§ About this task
Retype the listing that follows without a single change.

§ Data for the task

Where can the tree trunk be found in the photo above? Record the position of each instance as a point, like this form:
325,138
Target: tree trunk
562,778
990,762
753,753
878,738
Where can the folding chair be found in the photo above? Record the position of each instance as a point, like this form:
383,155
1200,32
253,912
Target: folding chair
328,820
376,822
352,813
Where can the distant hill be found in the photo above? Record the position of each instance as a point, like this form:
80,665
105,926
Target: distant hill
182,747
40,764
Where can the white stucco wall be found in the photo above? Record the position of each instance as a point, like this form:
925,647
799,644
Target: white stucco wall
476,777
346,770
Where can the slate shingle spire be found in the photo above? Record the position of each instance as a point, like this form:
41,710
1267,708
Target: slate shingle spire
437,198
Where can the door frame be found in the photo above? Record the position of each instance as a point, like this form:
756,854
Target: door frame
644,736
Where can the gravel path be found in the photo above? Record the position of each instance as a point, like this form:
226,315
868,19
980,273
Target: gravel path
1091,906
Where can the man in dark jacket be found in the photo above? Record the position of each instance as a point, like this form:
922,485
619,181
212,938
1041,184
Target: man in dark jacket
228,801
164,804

§ Result of the task
Where can the tree trunk be found in the photo above? Record the position of each instance as a point, like this form:
325,138
Target: tree trunk
562,778
990,762
753,753
878,738
Where can the folding chair be found in the photo above? Record the position of each instance as a point, like this form:
383,155
1200,32
253,912
Target: folding chair
328,820
376,822
352,813
Where can the distant hill be found in the photo above? Record the position of each instance as a point, like this form:
80,665
105,926
Target: distant hill
182,747
40,764
Where can the white stucco wall be found in the photo above? Record the position of each instance as a point, like this form:
925,647
799,644
Target: white stucco wall
476,777
346,770
Where can the slate shingle spire be found in the photo above? Record the position of each instance as a point, like this form:
41,710
1267,708
Target: slate shingle spire
437,198
Where can the door frame be found in the photo above? Record the position of each instance as a point, like this form:
756,854
Target: door frame
644,736
Where can the gravel path be found in the photo above? Record the position of each instance as a point, like this form:
226,315
868,19
980,273
Target: gravel path
1091,906
Where can the man in dark jacket be found in the photo above? Record the position of each instance as a point, like this form:
922,485
619,181
212,938
1041,184
Target: man in dark jacket
228,801
164,804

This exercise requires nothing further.